(Your task): In the entries that follow, find every line containing "chimney" and copy it.

(Records shown):
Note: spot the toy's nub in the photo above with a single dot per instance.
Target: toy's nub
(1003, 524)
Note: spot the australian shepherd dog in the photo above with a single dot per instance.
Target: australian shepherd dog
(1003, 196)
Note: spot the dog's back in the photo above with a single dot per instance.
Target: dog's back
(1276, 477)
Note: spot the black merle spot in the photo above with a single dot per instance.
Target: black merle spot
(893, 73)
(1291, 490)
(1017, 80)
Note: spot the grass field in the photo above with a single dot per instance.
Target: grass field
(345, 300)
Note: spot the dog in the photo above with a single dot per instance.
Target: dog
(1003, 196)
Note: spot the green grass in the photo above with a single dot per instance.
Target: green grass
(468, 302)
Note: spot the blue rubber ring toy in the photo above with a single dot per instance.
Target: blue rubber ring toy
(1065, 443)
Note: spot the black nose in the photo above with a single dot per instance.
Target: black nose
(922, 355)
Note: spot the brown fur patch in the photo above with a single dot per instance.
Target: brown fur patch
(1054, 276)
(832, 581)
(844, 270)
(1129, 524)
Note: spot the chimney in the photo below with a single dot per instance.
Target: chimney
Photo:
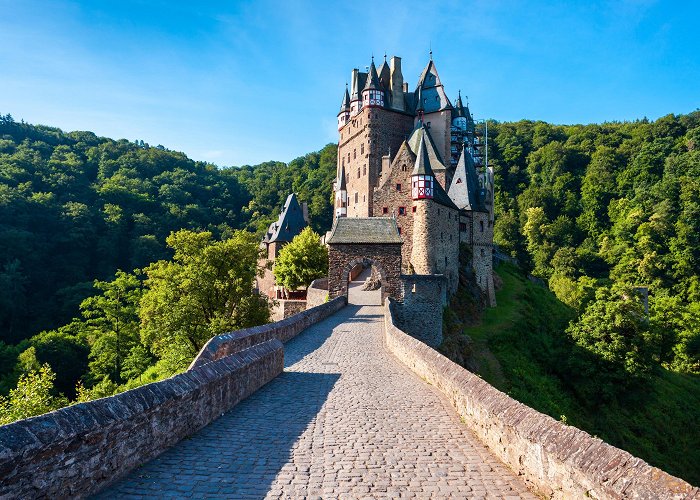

(Solution to the exercise):
Note: spot the chimney in the photo below with a single dot per instance.
Target: chimney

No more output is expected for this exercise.